Point annotation dataset records:
┄┄┄┄┄┄┄┄┄┄┄┄┄┄┄┄┄┄┄┄

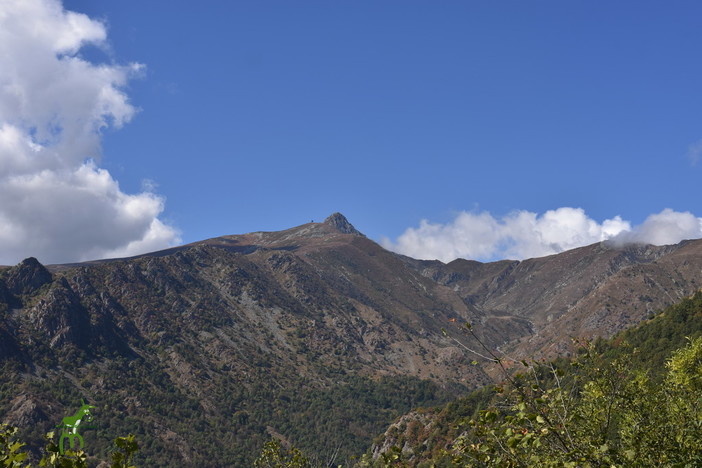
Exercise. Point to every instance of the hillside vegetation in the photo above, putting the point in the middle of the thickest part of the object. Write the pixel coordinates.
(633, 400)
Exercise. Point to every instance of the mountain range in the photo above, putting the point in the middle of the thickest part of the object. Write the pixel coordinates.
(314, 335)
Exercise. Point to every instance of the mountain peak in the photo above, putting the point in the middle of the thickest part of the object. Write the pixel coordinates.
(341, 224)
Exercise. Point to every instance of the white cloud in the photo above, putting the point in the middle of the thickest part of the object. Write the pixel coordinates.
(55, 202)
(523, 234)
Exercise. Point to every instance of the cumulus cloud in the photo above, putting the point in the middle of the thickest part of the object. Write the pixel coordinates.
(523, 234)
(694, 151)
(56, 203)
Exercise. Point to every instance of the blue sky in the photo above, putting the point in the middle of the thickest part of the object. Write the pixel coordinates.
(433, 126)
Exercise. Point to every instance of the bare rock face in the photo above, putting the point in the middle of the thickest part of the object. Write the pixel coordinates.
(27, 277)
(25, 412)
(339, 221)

┄┄┄┄┄┄┄┄┄┄┄┄┄┄┄┄┄┄┄┄

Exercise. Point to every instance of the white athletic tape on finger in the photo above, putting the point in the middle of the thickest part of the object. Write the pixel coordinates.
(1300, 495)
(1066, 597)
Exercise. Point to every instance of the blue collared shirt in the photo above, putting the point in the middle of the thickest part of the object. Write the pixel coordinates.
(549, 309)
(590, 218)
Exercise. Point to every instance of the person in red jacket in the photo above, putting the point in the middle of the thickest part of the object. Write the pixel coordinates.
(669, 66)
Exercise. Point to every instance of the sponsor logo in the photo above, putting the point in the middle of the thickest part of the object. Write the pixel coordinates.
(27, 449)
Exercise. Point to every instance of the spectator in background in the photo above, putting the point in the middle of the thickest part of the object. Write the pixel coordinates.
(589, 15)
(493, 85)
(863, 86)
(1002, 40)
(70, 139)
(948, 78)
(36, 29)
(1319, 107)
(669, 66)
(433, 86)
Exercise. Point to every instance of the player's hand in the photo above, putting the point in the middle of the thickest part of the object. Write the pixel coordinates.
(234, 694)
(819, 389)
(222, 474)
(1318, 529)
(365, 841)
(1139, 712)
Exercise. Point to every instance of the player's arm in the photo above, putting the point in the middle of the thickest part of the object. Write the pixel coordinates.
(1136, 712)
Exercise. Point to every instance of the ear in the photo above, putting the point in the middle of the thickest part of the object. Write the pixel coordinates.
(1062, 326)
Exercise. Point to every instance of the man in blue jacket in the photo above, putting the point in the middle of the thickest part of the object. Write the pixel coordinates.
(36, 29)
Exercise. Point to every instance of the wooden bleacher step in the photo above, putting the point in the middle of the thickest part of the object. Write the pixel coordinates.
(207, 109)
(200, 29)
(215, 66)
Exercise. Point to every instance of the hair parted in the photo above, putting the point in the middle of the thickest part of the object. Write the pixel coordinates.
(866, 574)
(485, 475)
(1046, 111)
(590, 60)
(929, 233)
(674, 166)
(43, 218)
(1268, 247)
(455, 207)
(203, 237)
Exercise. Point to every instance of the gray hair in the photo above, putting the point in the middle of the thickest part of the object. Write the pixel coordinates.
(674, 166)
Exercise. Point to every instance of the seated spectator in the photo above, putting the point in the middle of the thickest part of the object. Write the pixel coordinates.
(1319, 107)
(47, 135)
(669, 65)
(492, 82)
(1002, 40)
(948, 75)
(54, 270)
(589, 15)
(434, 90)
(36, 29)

┄┄┄┄┄┄┄┄┄┄┄┄┄┄┄┄┄┄┄┄

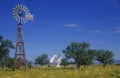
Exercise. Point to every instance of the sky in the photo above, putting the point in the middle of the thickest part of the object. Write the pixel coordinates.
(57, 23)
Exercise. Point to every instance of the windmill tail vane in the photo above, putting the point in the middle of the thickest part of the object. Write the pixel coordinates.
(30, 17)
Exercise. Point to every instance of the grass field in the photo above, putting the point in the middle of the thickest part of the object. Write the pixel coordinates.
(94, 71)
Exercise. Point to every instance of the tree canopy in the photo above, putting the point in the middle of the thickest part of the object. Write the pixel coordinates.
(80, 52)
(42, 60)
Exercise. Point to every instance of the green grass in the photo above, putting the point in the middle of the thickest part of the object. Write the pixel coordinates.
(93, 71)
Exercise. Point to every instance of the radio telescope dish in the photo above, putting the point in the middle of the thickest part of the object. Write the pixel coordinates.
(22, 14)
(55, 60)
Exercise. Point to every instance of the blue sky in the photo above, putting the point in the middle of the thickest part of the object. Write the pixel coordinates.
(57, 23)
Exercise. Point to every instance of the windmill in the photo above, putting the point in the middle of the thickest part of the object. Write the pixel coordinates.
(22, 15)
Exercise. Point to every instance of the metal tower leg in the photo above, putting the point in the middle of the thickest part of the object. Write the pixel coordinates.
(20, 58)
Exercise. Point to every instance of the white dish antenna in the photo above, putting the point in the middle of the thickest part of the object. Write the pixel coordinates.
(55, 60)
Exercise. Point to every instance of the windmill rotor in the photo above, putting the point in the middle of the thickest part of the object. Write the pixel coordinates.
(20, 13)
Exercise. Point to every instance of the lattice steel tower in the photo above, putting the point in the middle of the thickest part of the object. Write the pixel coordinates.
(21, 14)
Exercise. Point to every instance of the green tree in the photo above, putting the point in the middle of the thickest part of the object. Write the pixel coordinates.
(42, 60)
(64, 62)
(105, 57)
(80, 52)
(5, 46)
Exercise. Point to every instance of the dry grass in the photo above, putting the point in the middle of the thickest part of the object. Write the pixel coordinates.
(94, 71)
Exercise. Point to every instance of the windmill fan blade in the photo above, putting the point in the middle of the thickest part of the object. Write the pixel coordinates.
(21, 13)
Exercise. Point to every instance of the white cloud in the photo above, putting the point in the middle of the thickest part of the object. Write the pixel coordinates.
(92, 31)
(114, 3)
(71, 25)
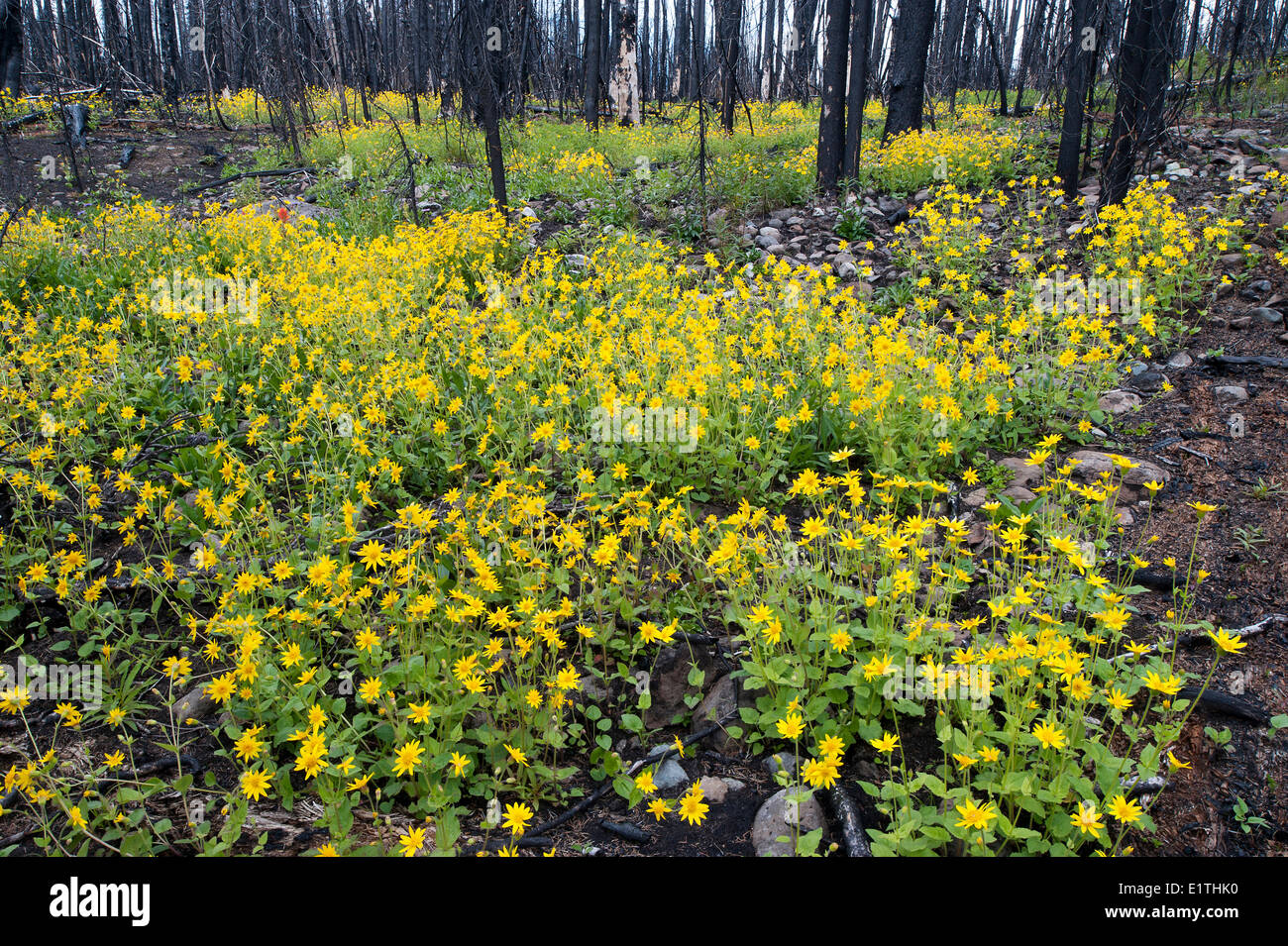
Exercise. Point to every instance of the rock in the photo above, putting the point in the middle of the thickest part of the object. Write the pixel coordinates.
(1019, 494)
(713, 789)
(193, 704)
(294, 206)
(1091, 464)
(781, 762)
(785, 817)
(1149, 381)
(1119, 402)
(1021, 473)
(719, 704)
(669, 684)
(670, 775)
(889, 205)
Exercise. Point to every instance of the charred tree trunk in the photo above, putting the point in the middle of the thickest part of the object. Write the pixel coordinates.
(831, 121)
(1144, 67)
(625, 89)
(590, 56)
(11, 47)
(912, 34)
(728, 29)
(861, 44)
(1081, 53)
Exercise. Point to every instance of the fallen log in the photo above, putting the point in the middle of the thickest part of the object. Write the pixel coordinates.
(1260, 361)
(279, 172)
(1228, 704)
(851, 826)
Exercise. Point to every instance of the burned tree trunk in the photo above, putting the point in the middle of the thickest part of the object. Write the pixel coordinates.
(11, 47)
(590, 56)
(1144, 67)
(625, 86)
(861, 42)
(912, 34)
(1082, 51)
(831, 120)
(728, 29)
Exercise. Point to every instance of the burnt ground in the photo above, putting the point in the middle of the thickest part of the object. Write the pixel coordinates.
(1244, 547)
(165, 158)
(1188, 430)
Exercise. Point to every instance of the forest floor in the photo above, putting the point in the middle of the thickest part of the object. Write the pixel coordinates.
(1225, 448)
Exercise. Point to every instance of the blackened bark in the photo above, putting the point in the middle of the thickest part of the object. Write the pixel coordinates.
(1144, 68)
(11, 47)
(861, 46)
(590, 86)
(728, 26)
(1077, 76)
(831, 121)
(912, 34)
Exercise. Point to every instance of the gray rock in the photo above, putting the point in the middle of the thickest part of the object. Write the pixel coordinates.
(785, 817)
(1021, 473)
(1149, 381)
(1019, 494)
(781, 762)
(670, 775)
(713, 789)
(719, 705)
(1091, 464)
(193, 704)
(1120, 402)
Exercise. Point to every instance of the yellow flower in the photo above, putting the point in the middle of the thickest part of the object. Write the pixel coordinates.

┄┄┄┄┄┄┄┄┄┄┄┄┄┄┄┄┄┄┄┄

WRITTEN TASK: Can you arrange everything from the line containing "Exercise. Point to every instance of the fallen" down through the line containing "(1188, 430)", both included, as a numbered list with blank lines left out?

FINISHED TASK:
1. Exercise. Point to every instance of the fallen log in the photo above, putting the point in the middle of the thickest part of the object. Write the pixel coordinates.
2. (1260, 361)
3. (279, 172)
4. (1228, 704)
5. (851, 826)
6. Exercise. Point to every instance of the burned tree trunk in the photo above, putting the point in the middle of the thickest part of the object. Write the pixel coordinates.
7. (11, 47)
8. (590, 56)
9. (1144, 67)
10. (625, 86)
11. (861, 42)
12. (912, 34)
13. (1082, 51)
14. (831, 120)
15. (728, 29)
16. Exercise. Point to every instance of the burnt ground in the photo above, putting the point in the middle of the thickest part of the object. Write the pixel coordinates.
17. (1244, 547)
18. (165, 158)
19. (1188, 430)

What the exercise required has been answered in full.